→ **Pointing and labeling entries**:
......
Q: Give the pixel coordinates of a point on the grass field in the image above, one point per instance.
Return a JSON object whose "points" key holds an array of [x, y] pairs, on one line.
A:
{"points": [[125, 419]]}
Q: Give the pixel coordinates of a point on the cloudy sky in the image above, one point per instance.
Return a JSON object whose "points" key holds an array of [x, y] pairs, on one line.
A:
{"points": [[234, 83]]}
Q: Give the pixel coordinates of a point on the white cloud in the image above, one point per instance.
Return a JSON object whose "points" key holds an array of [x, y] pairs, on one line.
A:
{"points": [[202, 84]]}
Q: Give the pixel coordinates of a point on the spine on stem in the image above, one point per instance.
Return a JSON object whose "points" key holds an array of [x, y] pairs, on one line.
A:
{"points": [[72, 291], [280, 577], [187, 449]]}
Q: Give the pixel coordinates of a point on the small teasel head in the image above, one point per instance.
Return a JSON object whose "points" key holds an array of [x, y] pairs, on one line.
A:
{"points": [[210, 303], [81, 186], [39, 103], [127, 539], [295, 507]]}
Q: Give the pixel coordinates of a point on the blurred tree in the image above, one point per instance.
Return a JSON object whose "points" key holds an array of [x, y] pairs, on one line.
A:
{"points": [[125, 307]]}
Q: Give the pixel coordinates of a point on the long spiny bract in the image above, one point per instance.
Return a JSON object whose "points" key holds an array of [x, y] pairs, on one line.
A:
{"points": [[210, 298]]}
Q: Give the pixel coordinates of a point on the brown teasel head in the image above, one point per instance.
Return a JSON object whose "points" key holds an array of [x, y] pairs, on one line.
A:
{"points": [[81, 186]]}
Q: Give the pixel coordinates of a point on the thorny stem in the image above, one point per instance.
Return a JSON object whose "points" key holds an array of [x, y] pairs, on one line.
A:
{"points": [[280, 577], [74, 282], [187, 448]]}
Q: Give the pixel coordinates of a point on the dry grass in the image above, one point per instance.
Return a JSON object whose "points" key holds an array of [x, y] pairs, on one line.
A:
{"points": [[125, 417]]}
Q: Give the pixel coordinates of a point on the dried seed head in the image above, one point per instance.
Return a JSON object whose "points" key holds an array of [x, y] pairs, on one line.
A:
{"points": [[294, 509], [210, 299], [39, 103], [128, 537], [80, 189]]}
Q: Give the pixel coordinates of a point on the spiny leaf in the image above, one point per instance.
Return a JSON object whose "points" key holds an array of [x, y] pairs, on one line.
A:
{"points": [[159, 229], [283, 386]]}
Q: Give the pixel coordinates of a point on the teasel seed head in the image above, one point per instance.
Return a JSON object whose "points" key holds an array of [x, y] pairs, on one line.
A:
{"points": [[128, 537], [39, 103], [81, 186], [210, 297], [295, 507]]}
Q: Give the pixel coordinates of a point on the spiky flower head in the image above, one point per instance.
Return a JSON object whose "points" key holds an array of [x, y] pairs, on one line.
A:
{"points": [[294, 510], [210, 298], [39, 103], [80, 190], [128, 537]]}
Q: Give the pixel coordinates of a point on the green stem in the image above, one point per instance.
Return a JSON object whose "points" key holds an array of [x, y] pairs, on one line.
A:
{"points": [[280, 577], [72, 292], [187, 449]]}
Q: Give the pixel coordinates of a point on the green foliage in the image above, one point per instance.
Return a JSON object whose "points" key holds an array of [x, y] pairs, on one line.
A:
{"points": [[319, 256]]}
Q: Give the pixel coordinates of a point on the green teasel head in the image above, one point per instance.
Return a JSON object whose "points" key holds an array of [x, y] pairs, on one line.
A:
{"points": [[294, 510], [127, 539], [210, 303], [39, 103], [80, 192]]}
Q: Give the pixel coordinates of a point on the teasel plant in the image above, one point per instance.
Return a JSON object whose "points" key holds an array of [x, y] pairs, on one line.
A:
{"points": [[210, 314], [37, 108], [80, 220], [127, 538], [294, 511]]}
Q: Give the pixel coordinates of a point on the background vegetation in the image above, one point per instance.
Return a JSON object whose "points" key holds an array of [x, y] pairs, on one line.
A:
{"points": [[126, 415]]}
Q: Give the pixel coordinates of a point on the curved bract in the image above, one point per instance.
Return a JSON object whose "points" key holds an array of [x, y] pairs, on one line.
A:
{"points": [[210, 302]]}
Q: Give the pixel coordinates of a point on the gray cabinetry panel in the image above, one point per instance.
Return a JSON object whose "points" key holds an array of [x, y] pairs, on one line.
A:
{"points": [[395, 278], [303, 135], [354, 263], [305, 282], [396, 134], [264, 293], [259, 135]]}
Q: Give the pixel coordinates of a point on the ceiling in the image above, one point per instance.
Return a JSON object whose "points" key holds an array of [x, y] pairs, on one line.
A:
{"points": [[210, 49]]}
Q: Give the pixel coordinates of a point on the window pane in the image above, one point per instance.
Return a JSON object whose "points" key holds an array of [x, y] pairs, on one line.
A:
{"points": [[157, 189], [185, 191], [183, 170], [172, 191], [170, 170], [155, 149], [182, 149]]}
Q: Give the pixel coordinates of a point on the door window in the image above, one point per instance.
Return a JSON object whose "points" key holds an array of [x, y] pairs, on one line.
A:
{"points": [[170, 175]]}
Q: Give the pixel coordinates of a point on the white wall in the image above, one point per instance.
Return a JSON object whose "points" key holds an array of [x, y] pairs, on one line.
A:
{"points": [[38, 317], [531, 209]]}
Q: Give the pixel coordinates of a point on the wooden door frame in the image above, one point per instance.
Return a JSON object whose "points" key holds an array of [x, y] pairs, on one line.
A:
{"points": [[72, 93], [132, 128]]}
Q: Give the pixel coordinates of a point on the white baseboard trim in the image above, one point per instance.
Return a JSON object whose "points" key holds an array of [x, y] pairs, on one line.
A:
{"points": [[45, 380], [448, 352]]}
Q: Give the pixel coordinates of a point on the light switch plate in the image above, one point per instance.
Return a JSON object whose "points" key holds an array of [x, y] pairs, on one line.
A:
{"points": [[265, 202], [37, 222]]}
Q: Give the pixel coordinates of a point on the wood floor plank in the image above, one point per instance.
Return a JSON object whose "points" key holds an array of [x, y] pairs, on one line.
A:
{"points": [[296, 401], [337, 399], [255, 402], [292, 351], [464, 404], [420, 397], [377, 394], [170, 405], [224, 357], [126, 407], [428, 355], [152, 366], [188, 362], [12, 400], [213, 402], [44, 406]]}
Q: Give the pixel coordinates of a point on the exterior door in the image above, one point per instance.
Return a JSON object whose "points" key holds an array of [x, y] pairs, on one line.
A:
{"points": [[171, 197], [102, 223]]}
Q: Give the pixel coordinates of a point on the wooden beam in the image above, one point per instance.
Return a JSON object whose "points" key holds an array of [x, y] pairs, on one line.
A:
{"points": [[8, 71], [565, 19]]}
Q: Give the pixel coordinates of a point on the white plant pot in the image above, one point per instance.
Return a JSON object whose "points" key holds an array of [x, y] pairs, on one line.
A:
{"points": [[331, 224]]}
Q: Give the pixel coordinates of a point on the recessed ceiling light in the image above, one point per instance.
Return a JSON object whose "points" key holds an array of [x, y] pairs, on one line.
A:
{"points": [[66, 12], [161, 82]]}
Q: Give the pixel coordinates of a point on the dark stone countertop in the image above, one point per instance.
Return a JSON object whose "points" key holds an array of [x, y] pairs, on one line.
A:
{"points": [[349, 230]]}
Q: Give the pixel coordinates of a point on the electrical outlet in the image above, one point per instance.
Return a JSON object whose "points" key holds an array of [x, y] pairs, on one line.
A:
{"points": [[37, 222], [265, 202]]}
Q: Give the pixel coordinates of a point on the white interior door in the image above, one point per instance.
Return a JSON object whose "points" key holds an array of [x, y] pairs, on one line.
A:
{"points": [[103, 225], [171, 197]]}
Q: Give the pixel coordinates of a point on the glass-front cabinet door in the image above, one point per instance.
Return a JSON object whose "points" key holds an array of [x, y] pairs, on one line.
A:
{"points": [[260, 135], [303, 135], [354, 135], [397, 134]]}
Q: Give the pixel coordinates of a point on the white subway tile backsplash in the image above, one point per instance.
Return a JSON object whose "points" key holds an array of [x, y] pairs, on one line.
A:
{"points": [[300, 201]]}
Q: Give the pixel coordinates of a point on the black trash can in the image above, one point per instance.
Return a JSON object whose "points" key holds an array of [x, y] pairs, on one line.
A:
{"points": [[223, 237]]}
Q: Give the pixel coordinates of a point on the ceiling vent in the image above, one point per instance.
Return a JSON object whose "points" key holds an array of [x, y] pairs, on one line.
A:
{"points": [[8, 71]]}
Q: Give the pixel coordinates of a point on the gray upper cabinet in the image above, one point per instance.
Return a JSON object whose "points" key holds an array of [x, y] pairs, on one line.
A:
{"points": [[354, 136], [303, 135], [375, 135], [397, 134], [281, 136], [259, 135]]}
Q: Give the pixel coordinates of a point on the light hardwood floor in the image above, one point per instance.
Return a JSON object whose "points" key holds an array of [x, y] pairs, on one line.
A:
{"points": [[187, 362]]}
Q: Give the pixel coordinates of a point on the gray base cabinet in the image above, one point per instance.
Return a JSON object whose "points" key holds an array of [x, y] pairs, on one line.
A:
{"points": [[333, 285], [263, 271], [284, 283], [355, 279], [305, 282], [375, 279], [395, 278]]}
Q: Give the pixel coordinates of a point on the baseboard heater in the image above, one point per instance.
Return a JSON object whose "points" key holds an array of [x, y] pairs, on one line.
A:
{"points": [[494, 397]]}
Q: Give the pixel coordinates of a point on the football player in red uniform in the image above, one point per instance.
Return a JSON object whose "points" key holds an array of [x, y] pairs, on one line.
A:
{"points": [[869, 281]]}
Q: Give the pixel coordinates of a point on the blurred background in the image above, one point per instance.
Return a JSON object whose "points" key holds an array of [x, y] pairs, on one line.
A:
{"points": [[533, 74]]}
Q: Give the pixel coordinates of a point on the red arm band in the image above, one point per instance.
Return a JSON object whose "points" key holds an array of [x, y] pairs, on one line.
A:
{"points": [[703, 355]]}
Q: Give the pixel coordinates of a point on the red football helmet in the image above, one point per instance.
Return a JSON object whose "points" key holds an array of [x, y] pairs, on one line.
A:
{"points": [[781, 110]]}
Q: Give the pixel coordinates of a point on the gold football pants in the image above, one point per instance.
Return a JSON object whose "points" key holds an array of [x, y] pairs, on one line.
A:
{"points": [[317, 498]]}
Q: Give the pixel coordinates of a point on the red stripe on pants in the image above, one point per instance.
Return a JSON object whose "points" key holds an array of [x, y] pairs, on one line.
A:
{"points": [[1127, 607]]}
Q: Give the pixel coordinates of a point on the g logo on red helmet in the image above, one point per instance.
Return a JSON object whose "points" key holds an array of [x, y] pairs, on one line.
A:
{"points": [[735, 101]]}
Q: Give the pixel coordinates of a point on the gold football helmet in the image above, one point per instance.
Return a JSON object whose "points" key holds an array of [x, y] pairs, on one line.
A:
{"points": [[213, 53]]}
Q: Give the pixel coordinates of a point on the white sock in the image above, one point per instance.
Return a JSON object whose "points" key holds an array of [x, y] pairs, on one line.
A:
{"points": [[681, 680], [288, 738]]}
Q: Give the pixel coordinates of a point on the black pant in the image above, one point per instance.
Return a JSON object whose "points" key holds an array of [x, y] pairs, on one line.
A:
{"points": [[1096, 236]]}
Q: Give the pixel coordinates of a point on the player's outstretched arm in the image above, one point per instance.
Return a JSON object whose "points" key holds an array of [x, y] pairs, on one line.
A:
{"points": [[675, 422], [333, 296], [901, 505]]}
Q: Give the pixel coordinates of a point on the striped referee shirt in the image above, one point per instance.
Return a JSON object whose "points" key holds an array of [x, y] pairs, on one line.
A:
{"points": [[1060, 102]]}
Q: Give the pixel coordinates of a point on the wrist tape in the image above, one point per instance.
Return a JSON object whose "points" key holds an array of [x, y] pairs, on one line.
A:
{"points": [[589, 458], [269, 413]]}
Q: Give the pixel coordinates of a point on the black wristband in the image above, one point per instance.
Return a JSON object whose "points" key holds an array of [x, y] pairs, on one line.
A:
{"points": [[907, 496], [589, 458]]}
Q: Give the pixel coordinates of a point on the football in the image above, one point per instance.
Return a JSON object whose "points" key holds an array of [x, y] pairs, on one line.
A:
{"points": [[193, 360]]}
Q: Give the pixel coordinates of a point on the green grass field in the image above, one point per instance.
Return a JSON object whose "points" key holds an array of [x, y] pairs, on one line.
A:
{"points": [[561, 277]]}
......
→ **EXERCISE**: Repeat, without changes, every line from the one that contains "the black wristband" through the final line of the data.

→ **FINAL RESULT**:
Q: Give the pixel coordinates of a point on the black wristband in the image above, one point per instance.
Return a JSON object whose "points" key holds an array of [x, y] pairs, on one line.
A:
{"points": [[907, 496], [589, 458]]}
Q: Give the pixel coordinates of a point on the football in the image above, one point per instance.
Return a JSON object whose "points" key holds an array of [x, y] pairs, on one line.
A:
{"points": [[193, 360]]}
Q: Give the pixel coordinates of a point on the green grass field in the image above, one point per instance.
Return a JSON object whose "points" key holds an array of [x, y] pairs, on one line.
A:
{"points": [[561, 277]]}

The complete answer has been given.